EXTRACTED INFORMATION:
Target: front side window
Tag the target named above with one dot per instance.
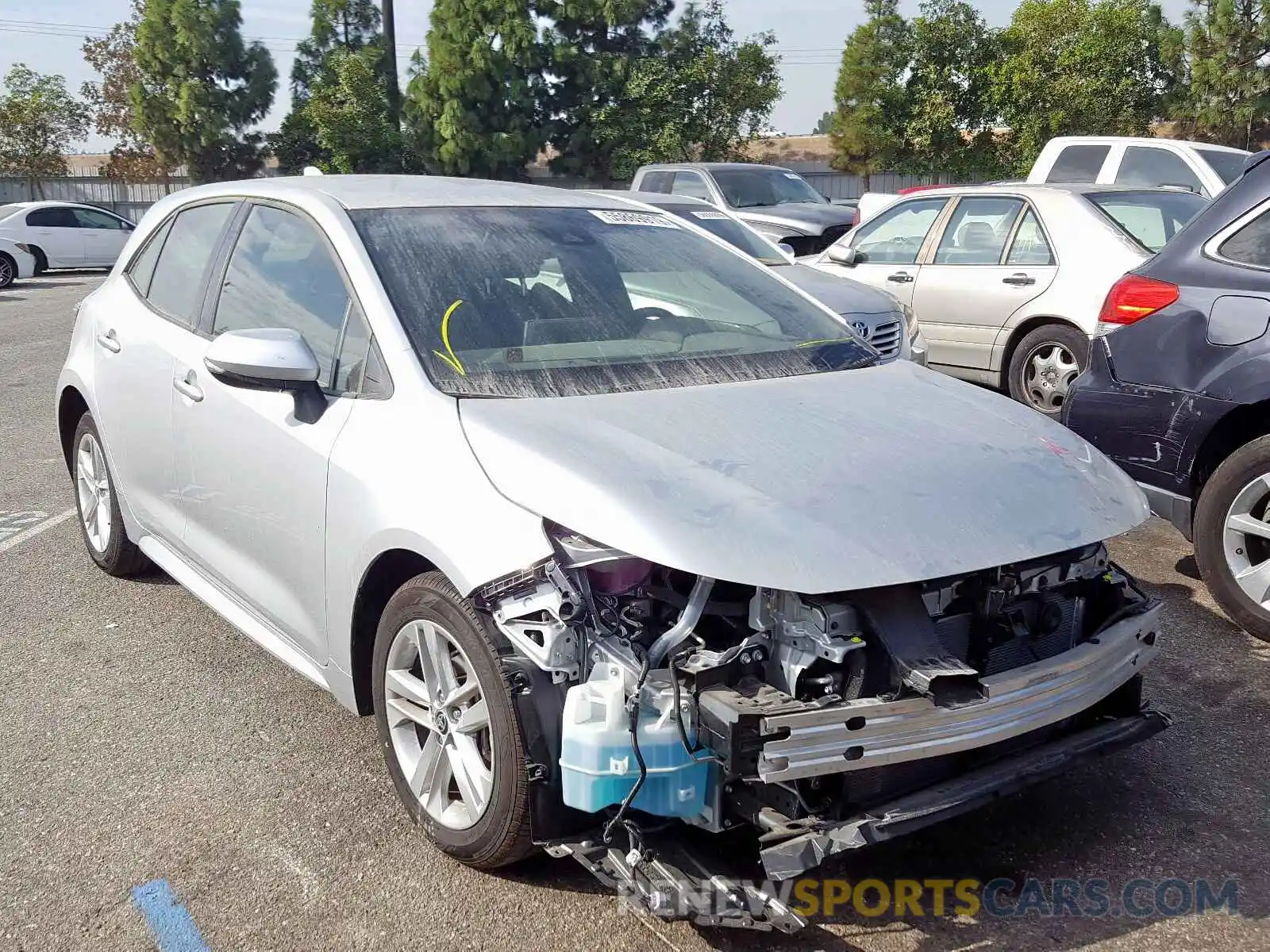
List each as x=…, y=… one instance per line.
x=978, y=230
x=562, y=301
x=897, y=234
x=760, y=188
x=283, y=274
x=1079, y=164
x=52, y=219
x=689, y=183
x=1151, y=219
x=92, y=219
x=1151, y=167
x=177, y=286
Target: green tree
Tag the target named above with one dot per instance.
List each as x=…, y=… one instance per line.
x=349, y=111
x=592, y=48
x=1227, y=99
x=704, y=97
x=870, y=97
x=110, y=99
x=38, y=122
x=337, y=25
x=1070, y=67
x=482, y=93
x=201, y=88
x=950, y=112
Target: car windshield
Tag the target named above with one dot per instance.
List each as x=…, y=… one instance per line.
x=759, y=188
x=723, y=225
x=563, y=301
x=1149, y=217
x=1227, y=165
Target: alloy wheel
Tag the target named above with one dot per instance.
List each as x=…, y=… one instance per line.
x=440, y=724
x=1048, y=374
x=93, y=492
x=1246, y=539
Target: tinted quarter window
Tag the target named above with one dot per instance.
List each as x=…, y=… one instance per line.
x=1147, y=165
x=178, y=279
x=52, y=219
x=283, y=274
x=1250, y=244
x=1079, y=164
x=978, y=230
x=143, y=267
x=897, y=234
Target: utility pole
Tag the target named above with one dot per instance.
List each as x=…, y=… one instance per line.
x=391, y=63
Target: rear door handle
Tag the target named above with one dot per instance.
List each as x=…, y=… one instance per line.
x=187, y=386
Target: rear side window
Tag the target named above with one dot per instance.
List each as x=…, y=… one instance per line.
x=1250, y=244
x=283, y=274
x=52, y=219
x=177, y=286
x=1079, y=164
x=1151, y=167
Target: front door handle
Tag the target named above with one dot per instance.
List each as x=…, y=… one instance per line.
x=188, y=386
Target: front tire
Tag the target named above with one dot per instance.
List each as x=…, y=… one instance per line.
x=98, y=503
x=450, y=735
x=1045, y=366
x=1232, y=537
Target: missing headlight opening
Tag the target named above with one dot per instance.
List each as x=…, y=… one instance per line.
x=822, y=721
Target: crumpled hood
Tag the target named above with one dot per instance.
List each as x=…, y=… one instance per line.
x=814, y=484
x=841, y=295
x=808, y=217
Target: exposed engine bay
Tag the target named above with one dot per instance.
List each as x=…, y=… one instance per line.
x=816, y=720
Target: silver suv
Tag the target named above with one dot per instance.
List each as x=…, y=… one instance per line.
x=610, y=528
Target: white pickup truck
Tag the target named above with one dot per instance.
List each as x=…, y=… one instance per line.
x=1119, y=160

...

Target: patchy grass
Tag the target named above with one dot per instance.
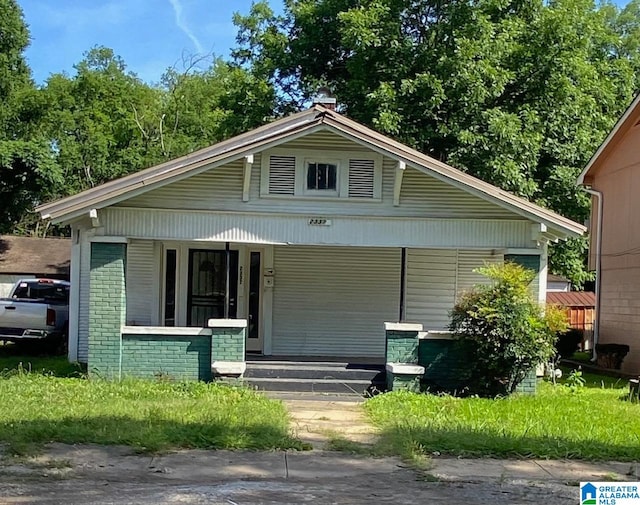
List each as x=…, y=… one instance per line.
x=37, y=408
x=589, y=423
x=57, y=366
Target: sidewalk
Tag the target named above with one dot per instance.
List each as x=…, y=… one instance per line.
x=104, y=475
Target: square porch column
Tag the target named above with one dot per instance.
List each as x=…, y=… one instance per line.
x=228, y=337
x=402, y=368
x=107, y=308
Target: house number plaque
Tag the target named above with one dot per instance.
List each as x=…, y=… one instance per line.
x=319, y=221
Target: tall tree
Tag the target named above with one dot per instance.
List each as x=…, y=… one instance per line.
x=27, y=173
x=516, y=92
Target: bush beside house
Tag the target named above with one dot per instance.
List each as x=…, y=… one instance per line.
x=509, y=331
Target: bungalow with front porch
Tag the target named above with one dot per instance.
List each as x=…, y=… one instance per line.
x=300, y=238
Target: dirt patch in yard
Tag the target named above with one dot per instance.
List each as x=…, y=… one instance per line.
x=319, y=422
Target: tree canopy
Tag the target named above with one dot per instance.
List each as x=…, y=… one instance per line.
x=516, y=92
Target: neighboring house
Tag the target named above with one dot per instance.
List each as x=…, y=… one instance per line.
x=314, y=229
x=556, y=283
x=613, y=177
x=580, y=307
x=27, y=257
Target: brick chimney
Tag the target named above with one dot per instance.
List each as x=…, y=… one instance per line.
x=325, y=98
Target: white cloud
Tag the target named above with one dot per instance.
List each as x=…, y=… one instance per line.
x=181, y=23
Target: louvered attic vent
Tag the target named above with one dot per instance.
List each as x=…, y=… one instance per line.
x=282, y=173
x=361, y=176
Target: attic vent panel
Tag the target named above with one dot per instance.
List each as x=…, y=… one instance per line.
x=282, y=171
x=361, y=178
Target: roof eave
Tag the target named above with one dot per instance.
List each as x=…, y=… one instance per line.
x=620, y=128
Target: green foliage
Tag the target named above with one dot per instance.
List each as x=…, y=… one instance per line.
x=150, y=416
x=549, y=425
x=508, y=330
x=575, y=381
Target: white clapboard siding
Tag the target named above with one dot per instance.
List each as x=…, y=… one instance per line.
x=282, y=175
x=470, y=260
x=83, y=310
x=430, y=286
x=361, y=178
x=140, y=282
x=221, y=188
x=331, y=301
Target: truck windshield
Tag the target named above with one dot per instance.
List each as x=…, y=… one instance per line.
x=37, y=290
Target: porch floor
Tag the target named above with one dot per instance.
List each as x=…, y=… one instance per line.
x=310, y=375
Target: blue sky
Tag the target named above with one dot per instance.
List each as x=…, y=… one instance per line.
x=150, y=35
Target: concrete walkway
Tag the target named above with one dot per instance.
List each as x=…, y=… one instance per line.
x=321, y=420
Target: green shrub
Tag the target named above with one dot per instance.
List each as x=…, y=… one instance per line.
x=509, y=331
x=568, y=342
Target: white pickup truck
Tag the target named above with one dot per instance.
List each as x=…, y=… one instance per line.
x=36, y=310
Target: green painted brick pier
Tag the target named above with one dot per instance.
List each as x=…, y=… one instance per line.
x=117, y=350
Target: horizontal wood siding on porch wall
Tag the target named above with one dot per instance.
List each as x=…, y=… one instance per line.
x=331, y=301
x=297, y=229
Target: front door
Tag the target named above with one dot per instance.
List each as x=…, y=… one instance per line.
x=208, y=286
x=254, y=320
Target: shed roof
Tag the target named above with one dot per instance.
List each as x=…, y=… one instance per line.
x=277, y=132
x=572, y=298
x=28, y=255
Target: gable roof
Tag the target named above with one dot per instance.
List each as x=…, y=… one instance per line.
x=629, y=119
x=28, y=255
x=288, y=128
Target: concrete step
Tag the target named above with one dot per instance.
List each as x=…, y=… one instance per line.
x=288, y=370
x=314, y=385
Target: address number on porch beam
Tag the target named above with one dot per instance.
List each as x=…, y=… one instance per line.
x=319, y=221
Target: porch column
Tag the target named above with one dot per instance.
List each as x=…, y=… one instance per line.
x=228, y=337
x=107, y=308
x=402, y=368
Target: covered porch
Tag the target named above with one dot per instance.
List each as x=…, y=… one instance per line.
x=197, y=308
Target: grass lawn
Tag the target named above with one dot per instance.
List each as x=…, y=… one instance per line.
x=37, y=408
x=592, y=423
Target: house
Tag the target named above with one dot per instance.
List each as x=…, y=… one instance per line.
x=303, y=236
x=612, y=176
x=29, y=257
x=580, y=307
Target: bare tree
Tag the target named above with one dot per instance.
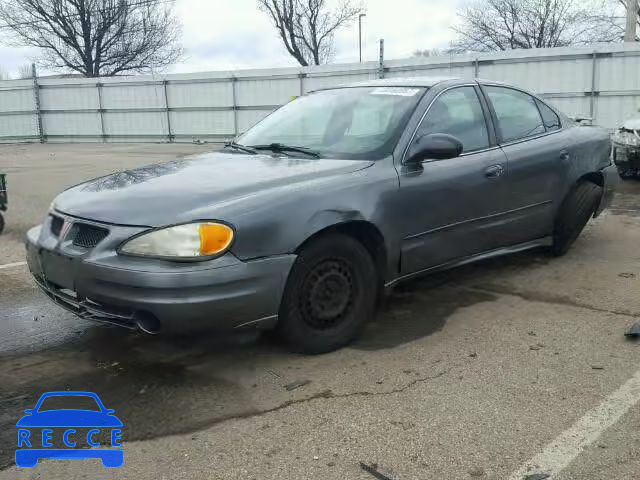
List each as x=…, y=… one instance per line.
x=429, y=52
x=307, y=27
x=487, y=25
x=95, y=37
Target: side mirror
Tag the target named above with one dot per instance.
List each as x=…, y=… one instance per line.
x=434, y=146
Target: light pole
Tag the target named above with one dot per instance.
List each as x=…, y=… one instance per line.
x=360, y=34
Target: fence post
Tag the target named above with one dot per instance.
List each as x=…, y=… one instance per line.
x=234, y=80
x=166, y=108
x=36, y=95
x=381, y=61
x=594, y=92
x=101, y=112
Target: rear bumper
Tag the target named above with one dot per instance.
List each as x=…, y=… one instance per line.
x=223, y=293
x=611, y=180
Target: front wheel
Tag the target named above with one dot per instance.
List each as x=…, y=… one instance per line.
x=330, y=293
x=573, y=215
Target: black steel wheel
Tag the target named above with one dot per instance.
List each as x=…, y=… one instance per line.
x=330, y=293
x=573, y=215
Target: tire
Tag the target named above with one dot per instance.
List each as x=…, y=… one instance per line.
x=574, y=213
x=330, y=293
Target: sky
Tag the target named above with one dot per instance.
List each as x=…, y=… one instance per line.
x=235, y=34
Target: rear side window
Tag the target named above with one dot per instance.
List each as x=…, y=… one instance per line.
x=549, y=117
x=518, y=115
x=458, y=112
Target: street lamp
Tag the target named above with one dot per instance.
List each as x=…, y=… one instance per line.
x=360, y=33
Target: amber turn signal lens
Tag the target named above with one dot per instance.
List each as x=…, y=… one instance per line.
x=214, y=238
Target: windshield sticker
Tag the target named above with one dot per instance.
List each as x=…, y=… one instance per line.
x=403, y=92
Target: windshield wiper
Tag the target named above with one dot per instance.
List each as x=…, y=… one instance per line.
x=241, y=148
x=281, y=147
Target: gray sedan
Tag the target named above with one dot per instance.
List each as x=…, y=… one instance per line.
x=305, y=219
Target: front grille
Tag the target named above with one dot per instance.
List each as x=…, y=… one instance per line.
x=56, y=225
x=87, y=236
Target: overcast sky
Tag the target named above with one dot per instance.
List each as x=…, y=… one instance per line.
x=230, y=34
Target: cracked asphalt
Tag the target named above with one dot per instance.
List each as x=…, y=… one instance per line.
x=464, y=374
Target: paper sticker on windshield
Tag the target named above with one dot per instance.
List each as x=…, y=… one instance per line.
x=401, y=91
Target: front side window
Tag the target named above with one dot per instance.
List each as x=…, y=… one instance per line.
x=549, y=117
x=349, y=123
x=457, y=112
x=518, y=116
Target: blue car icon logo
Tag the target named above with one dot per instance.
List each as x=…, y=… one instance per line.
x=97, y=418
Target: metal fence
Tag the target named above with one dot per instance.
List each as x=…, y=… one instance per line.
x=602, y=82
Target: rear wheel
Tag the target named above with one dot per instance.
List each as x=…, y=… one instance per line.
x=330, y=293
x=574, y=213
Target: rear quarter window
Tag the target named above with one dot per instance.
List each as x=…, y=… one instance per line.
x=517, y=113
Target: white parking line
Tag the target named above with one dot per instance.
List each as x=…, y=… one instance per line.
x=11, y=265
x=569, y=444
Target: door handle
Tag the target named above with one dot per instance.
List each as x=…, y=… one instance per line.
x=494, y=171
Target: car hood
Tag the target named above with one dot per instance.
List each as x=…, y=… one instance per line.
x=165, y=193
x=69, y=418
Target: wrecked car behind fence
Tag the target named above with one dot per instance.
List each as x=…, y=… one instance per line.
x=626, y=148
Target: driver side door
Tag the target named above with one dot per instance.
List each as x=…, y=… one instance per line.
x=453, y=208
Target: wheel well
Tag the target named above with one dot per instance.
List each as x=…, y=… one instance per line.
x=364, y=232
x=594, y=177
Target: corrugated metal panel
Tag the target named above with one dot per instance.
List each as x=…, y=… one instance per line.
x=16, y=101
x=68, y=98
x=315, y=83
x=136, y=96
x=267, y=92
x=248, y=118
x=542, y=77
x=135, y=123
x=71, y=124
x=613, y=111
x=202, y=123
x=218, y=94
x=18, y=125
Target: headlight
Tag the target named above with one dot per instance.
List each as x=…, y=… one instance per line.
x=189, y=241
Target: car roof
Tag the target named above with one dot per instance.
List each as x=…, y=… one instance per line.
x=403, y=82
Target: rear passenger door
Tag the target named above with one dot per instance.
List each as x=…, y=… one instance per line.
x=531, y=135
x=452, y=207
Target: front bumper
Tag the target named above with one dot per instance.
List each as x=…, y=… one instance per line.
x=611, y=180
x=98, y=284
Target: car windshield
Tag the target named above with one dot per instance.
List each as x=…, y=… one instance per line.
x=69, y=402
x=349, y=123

* * *

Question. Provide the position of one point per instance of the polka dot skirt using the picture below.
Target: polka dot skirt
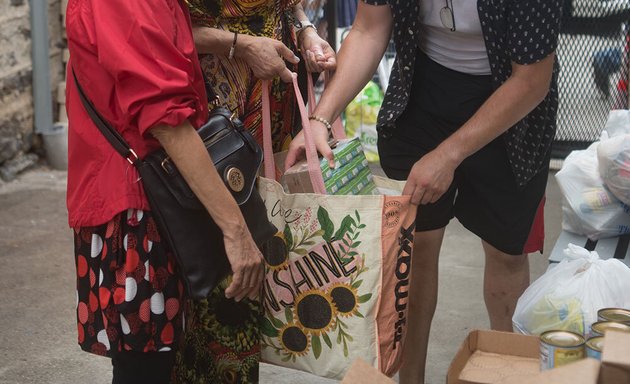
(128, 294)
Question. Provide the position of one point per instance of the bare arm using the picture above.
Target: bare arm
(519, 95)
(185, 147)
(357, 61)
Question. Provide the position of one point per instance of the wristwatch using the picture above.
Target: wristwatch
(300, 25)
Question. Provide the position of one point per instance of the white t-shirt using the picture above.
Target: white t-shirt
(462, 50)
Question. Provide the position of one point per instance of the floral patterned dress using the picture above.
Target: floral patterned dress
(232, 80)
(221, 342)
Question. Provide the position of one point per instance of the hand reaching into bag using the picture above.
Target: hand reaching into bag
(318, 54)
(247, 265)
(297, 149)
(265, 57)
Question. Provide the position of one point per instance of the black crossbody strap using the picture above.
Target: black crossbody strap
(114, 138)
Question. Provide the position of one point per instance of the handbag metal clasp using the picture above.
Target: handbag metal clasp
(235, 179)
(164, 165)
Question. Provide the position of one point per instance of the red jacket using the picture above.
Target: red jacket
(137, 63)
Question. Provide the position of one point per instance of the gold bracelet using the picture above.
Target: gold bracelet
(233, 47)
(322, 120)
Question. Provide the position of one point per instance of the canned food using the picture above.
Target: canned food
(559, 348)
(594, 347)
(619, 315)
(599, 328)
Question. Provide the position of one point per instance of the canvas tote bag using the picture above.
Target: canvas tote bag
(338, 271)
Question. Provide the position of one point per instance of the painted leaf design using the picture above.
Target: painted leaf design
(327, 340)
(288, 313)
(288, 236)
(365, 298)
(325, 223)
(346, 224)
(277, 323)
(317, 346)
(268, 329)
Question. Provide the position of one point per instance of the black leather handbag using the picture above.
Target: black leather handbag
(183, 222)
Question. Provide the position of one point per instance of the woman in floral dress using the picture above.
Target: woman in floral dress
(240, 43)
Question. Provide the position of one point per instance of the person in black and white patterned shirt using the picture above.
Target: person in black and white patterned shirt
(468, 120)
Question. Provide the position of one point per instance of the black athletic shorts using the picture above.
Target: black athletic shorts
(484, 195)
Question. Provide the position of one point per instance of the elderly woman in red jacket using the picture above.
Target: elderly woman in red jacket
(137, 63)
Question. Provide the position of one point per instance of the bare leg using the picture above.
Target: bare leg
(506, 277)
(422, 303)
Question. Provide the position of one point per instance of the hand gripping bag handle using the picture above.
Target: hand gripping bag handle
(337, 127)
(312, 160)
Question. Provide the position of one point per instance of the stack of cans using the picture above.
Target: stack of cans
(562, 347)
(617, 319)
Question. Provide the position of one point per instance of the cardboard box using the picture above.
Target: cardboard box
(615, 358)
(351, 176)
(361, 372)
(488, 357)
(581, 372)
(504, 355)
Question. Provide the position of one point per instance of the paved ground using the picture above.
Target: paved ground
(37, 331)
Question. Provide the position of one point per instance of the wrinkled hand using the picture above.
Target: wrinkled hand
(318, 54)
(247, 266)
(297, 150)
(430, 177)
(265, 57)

EXERCISE: Reproduce verbatim everything in the material above, from the line containing "Target: covered porch" down to the line containing "x=360, y=33", with both of those lines included. Omit the pictures from your reproduction.

RESULT OF THE TASK:
Target: covered porch
Tag the target named above with one dot per instance.
List each as x=…, y=… one instance per line.
x=197, y=308
Target: grass lawn
Tag the target named above with one dot per instance.
List each as x=…, y=… one instance per line.
x=37, y=408
x=592, y=423
Target: house
Tag the target named above with one dot per instance.
List each as x=…, y=… one instance per line.
x=303, y=236
x=612, y=176
x=29, y=257
x=580, y=307
Target: bare tree
Tag the target named above with one dot per instance.
List each as x=…, y=… one instance per line.
x=429, y=52
x=307, y=27
x=487, y=25
x=95, y=37
Target: side mirror
Tag the target named above with one dot per instance.
List each as x=…, y=… one instance per line.
x=434, y=146
Target: light pole
Tag the target named above with one dot per instance.
List each as x=…, y=… one instance per line.
x=360, y=34
Target: fence post
Tag the target named above with one dot per instance.
List each as x=…, y=… one instance per line.
x=234, y=80
x=166, y=108
x=36, y=95
x=381, y=61
x=594, y=92
x=101, y=112
Target: rear bumper
Tag the target named above with one dot per instance.
List each as x=…, y=… one instance per line.
x=223, y=293
x=611, y=180
Target: front wheel
Tag the target named above with one dot per instance.
List each as x=…, y=… one instance per line.
x=330, y=293
x=573, y=215
Target: black steel wheel
Tag the target named above with one dot per instance.
List each as x=…, y=… one instance per line.
x=330, y=293
x=573, y=215
Target: tire
Tag the target named above with one dot per instance.
List each as x=…, y=… one instance per line.
x=574, y=213
x=330, y=293
Target: sky
Tag the target named above with one dot per instance.
List each as x=…, y=… one instance per line.
x=235, y=34
Target: rear side window
Tag the target named above with one dot per instance.
List each as x=…, y=… one instance per line.
x=549, y=117
x=518, y=115
x=458, y=112
Target: street lamp
Tag the target named above with one dot per instance.
List each as x=…, y=… one instance per line.
x=360, y=33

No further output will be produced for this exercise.